**DIRECTIONS:**
[1] Translate this sentence from the gdalxarray text into Spanish: "You need a working `osgeo.gdal` Python binding first."
[2] According to the gdalxarray text, which library is rioxarray built on?
[3] Pick up the gdalxarray text after its final sentence and keep writing.

**PAGE:**
-------------------------
GDAL has no usable PyPI wheels, so `pip install gdalxarray` alone is not
enough. You need a working `osgeo.gdal` Python binding first. The
recommended paths, in order of friction:

- **conda-forge** (cross-platform, just works): `mamba install -c conda-forge gdal`
- **Docker** image with GDAL preinstalled (e.g. `ghcr.io/hypertidy/gdal-r-python:latest`)
- **System package manager** (apt, brew) plus matching system Python bindings

Then `pip install gdalxarray` for the engine itself. See
[**INSTALL.md**](https://hypertidy.github.io/gdalxarray/install/) for the full guide, including troubleshooting
for NumPy ABI mismatches and Python version pinning.

## Why this exists (vs rioxarray)

[rioxarray](https://corteva.github.io/rioxarray/) is an xarray accessor
and backend built on
[rasterio](https://rasterio.readthedocs.io/), which wraps GDAL with its
own Python conventions. For straightforward 2D/3D raster work it's the
mature, widely-used choice- the `da.rio.reproject(...)` accessor pattern
is well-known and well-tested.
-------------------------
**DATASET:**
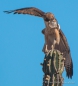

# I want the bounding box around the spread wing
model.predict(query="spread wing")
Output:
[55,29,73,78]
[4,7,45,17]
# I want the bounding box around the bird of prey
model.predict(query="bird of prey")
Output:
[4,7,73,78]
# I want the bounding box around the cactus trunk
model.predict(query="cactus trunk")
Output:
[42,50,65,86]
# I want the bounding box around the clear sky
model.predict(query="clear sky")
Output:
[0,0,78,86]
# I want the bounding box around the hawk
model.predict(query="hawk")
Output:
[4,7,73,78]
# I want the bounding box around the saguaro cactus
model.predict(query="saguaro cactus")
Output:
[41,50,65,86]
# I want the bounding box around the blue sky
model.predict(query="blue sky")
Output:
[0,0,78,86]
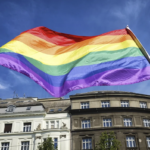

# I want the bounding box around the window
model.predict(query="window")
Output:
[56,121,59,128]
[143,119,150,127]
[23,122,31,132]
[58,108,62,111]
[121,101,129,107]
[81,102,89,109]
[54,138,58,149]
[103,119,112,127]
[140,102,147,108]
[26,106,31,110]
[101,101,110,107]
[6,105,15,112]
[4,124,12,133]
[126,136,136,147]
[82,138,92,149]
[105,138,113,148]
[82,120,90,129]
[0,102,8,104]
[49,109,54,113]
[1,142,9,150]
[51,121,55,129]
[21,141,29,150]
[123,118,132,127]
[46,121,49,129]
[146,137,150,147]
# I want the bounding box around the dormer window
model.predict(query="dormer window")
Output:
[6,105,15,112]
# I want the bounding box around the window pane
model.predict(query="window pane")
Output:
[23,122,31,132]
[54,138,58,149]
[81,102,89,109]
[82,138,92,149]
[21,141,29,150]
[4,124,12,133]
[51,121,55,129]
[126,136,136,147]
[103,119,112,127]
[82,120,90,128]
[143,119,150,127]
[146,137,150,147]
[123,118,132,127]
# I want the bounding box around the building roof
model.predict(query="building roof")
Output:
[70,91,150,100]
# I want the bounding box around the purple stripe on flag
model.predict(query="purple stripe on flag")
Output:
[0,55,150,97]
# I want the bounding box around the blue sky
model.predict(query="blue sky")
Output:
[0,0,150,99]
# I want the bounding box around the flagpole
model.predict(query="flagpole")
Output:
[126,25,150,63]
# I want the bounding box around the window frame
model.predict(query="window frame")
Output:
[146,136,150,148]
[101,100,110,108]
[21,141,30,150]
[1,142,10,150]
[139,101,147,108]
[125,135,137,148]
[80,101,90,109]
[82,137,93,150]
[81,119,91,129]
[50,120,55,129]
[123,117,133,127]
[4,123,13,133]
[103,117,113,128]
[23,122,32,132]
[143,118,150,128]
[54,137,58,149]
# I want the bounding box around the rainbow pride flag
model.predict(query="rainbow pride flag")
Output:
[0,27,150,97]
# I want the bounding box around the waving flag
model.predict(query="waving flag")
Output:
[0,27,150,97]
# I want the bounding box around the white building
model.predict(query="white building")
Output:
[0,98,70,150]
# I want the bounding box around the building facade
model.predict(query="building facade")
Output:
[0,98,70,150]
[70,91,150,150]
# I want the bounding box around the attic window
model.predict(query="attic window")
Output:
[26,106,31,110]
[49,109,54,112]
[16,101,23,103]
[58,108,62,111]
[6,105,15,112]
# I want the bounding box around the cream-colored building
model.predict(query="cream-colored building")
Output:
[0,98,70,150]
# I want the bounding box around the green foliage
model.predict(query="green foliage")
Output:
[95,131,121,150]
[38,137,57,150]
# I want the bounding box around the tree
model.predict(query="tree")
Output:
[95,131,121,150]
[38,137,57,150]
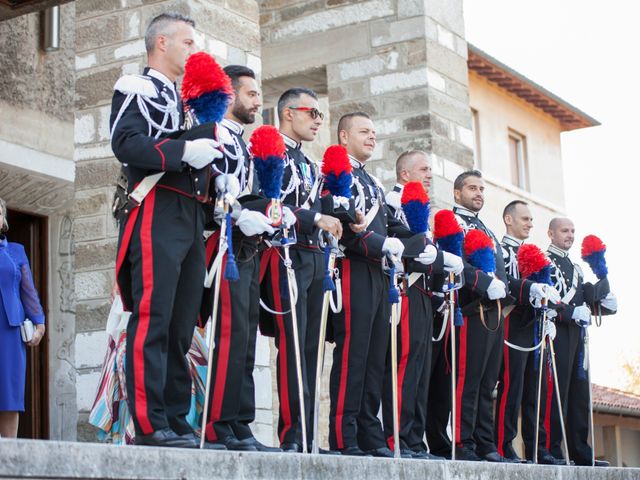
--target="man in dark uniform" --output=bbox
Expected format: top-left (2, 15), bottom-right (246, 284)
top-left (382, 150), bottom-right (463, 460)
top-left (329, 112), bottom-right (437, 457)
top-left (453, 170), bottom-right (510, 462)
top-left (111, 14), bottom-right (221, 447)
top-left (202, 65), bottom-right (280, 452)
top-left (495, 200), bottom-right (564, 465)
top-left (547, 218), bottom-right (617, 467)
top-left (263, 88), bottom-right (342, 452)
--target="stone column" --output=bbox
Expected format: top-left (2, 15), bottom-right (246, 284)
top-left (260, 0), bottom-right (473, 446)
top-left (72, 0), bottom-right (264, 441)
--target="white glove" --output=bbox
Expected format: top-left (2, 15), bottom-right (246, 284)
top-left (544, 317), bottom-right (556, 341)
top-left (487, 278), bottom-right (507, 300)
top-left (442, 252), bottom-right (464, 275)
top-left (415, 245), bottom-right (438, 265)
top-left (332, 196), bottom-right (349, 210)
top-left (571, 305), bottom-right (591, 327)
top-left (600, 292), bottom-right (618, 312)
top-left (236, 210), bottom-right (274, 237)
top-left (382, 237), bottom-right (404, 258)
top-left (182, 138), bottom-right (223, 170)
top-left (216, 174), bottom-right (240, 204)
top-left (282, 207), bottom-right (298, 228)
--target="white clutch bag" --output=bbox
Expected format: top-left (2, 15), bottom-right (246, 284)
top-left (20, 318), bottom-right (36, 343)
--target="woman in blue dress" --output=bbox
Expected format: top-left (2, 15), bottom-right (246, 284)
top-left (0, 198), bottom-right (45, 437)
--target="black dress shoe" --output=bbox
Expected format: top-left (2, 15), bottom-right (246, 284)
top-left (204, 442), bottom-right (227, 450)
top-left (280, 442), bottom-right (302, 453)
top-left (135, 428), bottom-right (198, 448)
top-left (410, 450), bottom-right (446, 460)
top-left (340, 447), bottom-right (371, 457)
top-left (482, 452), bottom-right (522, 463)
top-left (576, 460), bottom-right (609, 467)
top-left (456, 447), bottom-right (482, 462)
top-left (366, 447), bottom-right (393, 458)
top-left (211, 436), bottom-right (258, 452)
top-left (242, 437), bottom-right (282, 453)
top-left (538, 453), bottom-right (567, 465)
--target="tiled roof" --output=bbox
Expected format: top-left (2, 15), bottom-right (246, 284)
top-left (593, 384), bottom-right (640, 417)
top-left (467, 43), bottom-right (600, 132)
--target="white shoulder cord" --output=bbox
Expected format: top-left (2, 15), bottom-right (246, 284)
top-left (280, 155), bottom-right (300, 205)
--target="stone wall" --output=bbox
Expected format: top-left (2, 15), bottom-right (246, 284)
top-left (260, 0), bottom-right (473, 203)
top-left (260, 0), bottom-right (473, 444)
top-left (73, 0), bottom-right (272, 443)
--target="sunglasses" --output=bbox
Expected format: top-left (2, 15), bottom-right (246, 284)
top-left (288, 107), bottom-right (324, 120)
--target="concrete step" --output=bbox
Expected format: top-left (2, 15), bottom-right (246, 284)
top-left (0, 439), bottom-right (640, 480)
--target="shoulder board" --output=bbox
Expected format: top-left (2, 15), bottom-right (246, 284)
top-left (113, 75), bottom-right (158, 98)
top-left (216, 123), bottom-right (235, 146)
top-left (369, 173), bottom-right (387, 193)
top-left (385, 191), bottom-right (402, 210)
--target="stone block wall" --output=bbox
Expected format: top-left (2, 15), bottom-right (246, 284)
top-left (73, 0), bottom-right (272, 443)
top-left (260, 0), bottom-right (473, 441)
top-left (260, 0), bottom-right (473, 203)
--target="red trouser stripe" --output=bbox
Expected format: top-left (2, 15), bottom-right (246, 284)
top-left (536, 350), bottom-right (560, 450)
top-left (336, 259), bottom-right (351, 449)
top-left (269, 250), bottom-right (295, 443)
top-left (497, 315), bottom-right (511, 456)
top-left (453, 317), bottom-right (469, 445)
top-left (127, 190), bottom-right (156, 435)
top-left (206, 255), bottom-right (232, 441)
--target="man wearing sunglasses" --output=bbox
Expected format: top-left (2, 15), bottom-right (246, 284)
top-left (261, 88), bottom-right (342, 452)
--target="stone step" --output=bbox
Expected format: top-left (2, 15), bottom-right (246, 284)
top-left (0, 439), bottom-right (640, 480)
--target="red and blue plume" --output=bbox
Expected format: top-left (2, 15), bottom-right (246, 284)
top-left (181, 52), bottom-right (233, 123)
top-left (321, 145), bottom-right (353, 198)
top-left (400, 182), bottom-right (429, 233)
top-left (518, 243), bottom-right (553, 285)
top-left (464, 229), bottom-right (496, 273)
top-left (582, 235), bottom-right (609, 280)
top-left (433, 210), bottom-right (464, 257)
top-left (250, 125), bottom-right (285, 199)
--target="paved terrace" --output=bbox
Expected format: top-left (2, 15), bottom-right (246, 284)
top-left (0, 439), bottom-right (640, 480)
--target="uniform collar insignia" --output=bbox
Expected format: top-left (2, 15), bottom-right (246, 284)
top-left (280, 132), bottom-right (302, 150)
top-left (147, 68), bottom-right (176, 93)
top-left (547, 243), bottom-right (569, 257)
top-left (502, 234), bottom-right (524, 247)
top-left (453, 204), bottom-right (478, 218)
top-left (220, 118), bottom-right (244, 135)
top-left (349, 155), bottom-right (364, 169)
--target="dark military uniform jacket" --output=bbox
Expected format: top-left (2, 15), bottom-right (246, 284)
top-left (110, 68), bottom-right (209, 201)
top-left (340, 156), bottom-right (413, 264)
top-left (501, 235), bottom-right (535, 327)
top-left (453, 205), bottom-right (509, 315)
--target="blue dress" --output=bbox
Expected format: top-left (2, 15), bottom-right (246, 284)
top-left (0, 235), bottom-right (44, 412)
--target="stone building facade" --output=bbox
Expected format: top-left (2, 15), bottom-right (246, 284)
top-left (0, 0), bottom-right (596, 450)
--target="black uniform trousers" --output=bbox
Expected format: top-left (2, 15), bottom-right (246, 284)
top-left (117, 187), bottom-right (205, 435)
top-left (382, 284), bottom-right (433, 450)
top-left (548, 322), bottom-right (591, 465)
top-left (454, 308), bottom-right (504, 456)
top-left (329, 258), bottom-right (391, 450)
top-left (495, 315), bottom-right (550, 460)
top-left (267, 247), bottom-right (326, 447)
top-left (416, 315), bottom-right (451, 457)
top-left (201, 235), bottom-right (260, 441)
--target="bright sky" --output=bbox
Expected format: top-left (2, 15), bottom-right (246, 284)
top-left (464, 0), bottom-right (640, 388)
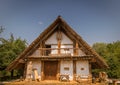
-------------------------
**THE ANSWERS:**
[1] Primero necesitas un enlace de Python `osgeo.gdal` que funcione.

[2] rioxarray is built on rasterio.

[3]
`gdalxarray` goes directly to `osgeo.gdal`, with no `rasterio` layer
in between. That choice matters in a few specific cases:

- **GDAL's multidimensional API is exposed natively**- N-D arrays
  with named dimensions, not just (y, x) rasters with optional bands
- **Any GDAL virtualization composes**- `/vsicurl/`, `/vsis3/`,
  `vrt://`, `ZARR:`, `NETCDF:`, classic VRT, multidim VRT
- **Codec and driver support tracks GDAL** rather than whatever
  rasterio re-exposes- Zarr v3, Icechunk, kerchunk-Parquet stores,
  GRIB, HDF4/5 multidim- all readable via the GDAL drivers

For a single GeoTIFF or a STAC item, rioxarray is usually a better fit.
For multidim cloud-native datasets, virtualized Zarr/Icechunk stores, or
anything where you want GDAL itself to be the source of truth,
`gdalxarray` puts you closer to the metal.

## Three core usage modes

The package has three ways to open a dataset, and almost everything else
is a composition of these with GDAL virtual paths.

### 1. Classic raster, bands as a dimension (default)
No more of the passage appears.